---------- Listed records ----------

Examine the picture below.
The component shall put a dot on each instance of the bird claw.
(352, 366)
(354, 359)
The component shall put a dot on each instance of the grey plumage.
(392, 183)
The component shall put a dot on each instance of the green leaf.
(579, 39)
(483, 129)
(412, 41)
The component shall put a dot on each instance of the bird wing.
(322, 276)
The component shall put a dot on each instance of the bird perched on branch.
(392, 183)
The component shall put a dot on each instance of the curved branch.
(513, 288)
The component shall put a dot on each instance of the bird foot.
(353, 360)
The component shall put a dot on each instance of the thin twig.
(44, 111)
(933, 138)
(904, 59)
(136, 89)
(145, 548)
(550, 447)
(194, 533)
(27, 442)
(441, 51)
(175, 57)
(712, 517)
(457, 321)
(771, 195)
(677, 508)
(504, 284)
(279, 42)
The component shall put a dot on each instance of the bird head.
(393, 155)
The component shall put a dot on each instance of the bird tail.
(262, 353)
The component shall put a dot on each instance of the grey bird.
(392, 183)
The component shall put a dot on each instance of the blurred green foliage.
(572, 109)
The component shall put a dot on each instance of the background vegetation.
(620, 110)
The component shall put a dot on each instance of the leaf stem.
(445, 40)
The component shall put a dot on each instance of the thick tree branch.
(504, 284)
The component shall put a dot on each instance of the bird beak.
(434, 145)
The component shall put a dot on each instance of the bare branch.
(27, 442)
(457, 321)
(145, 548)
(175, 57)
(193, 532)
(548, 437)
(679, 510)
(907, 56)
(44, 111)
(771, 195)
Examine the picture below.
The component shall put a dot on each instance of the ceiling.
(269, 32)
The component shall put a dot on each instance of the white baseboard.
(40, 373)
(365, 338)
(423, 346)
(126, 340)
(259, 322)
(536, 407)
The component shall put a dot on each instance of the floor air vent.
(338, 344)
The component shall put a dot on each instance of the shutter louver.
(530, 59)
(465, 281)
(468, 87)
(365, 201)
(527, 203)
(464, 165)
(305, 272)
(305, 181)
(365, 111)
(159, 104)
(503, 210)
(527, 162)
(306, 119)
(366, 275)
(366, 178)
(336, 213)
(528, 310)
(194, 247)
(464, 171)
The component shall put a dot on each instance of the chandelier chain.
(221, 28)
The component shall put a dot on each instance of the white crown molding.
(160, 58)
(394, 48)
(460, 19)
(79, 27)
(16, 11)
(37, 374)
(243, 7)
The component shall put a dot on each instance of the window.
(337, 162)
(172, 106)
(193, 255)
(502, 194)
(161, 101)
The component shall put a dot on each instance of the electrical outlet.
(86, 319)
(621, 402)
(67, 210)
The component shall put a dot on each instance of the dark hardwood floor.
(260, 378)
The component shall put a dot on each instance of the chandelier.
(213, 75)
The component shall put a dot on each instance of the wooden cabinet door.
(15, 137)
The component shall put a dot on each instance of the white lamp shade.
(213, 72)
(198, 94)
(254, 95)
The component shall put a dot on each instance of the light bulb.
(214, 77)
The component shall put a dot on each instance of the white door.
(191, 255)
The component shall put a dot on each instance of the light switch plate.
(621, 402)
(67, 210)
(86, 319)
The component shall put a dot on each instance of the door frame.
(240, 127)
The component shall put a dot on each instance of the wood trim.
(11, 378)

----------

Your task
For this exercise, restate every record word for word.

Result of this task
Examine the picture below.
The component shall put a dot on each instance of the bird claw.
(352, 366)
(354, 359)
The component shall put a dot on each instance of the grey plumage.
(392, 183)
The component shall put a dot on each instance of the green leaf.
(579, 39)
(483, 129)
(412, 41)
The component shall put a dot on each instance of the bird wing.
(322, 276)
The component shall put a dot on each instance of the bird perched on branch.
(392, 183)
The component shall put a dot on each instance of the curved branch.
(513, 288)
The component shall put a dot on each instance of the bird foot.
(353, 360)
The component shall put a dot on each instance of the thin twig.
(44, 111)
(933, 138)
(904, 59)
(136, 89)
(145, 548)
(550, 447)
(194, 533)
(27, 442)
(441, 51)
(175, 57)
(712, 517)
(457, 321)
(771, 195)
(677, 508)
(504, 284)
(279, 42)
The component shall put a dot on each instance of the bird head.
(393, 155)
The component shall put a dot on each instance of the bird tail.
(262, 353)
The component shall put a dot on each instance of the grey bird.
(392, 183)
The component shall put a dot on each instance of the blurred green foliage.
(572, 109)
The component shall put a dot on each instance of the background vegetation.
(620, 110)
The component shall put a dot on each instance of the leaf stem.
(445, 40)
The component shall put a dot on each instance of the thick tree branch.
(504, 284)
The component shall put a dot on each instance of the bird beak.
(434, 145)
The component shall put a dot on each instance of the bare branch.
(27, 442)
(457, 321)
(145, 548)
(175, 57)
(193, 532)
(548, 437)
(679, 510)
(907, 56)
(44, 111)
(771, 195)
Examine the picture below.
The component shall put a dot on each instance of the ceiling.
(269, 32)
The component shall put a dot on each instance of the white baseboard.
(40, 373)
(365, 338)
(423, 346)
(126, 340)
(259, 322)
(536, 407)
The component shall put a dot on each instance of the floor air vent.
(338, 344)
The component shall put a dot on each instance of the shutter louver.
(530, 59)
(465, 281)
(468, 87)
(365, 201)
(527, 203)
(464, 165)
(305, 272)
(305, 181)
(365, 111)
(159, 104)
(503, 210)
(527, 162)
(306, 119)
(366, 275)
(366, 178)
(336, 213)
(528, 310)
(194, 247)
(464, 171)
The component shall put a dot on each instance of the chandelier chain.
(221, 28)
The component shall put a dot on each instance of the white crown molding.
(160, 58)
(394, 48)
(460, 19)
(79, 27)
(16, 11)
(37, 374)
(243, 7)
The component shall put a dot on each instance of the window.
(337, 162)
(172, 106)
(193, 255)
(502, 194)
(161, 101)
The component shall put a dot on each instance of the electrical outlet.
(86, 319)
(621, 402)
(67, 210)
The component shall put a dot on each instance of the dark hardwood floor.
(260, 378)
The component shall put a dot on each instance of the chandelier.
(213, 75)
The component shall put a dot on each instance of the wooden cabinet door.
(15, 137)
The component shall put a dot on each instance of the white lamp shade.
(213, 72)
(198, 94)
(254, 95)
The component shall put a dot on each instance of the light bulb.
(214, 77)
The component shall put a dot on each instance of the white door.
(191, 255)
The component shall put a dot on each instance of the light switch plate.
(621, 402)
(67, 210)
(86, 319)
The component shall put a dot on each instance of the door frame.
(240, 127)
The component shall put a dot on each instance of the wood trim.
(11, 378)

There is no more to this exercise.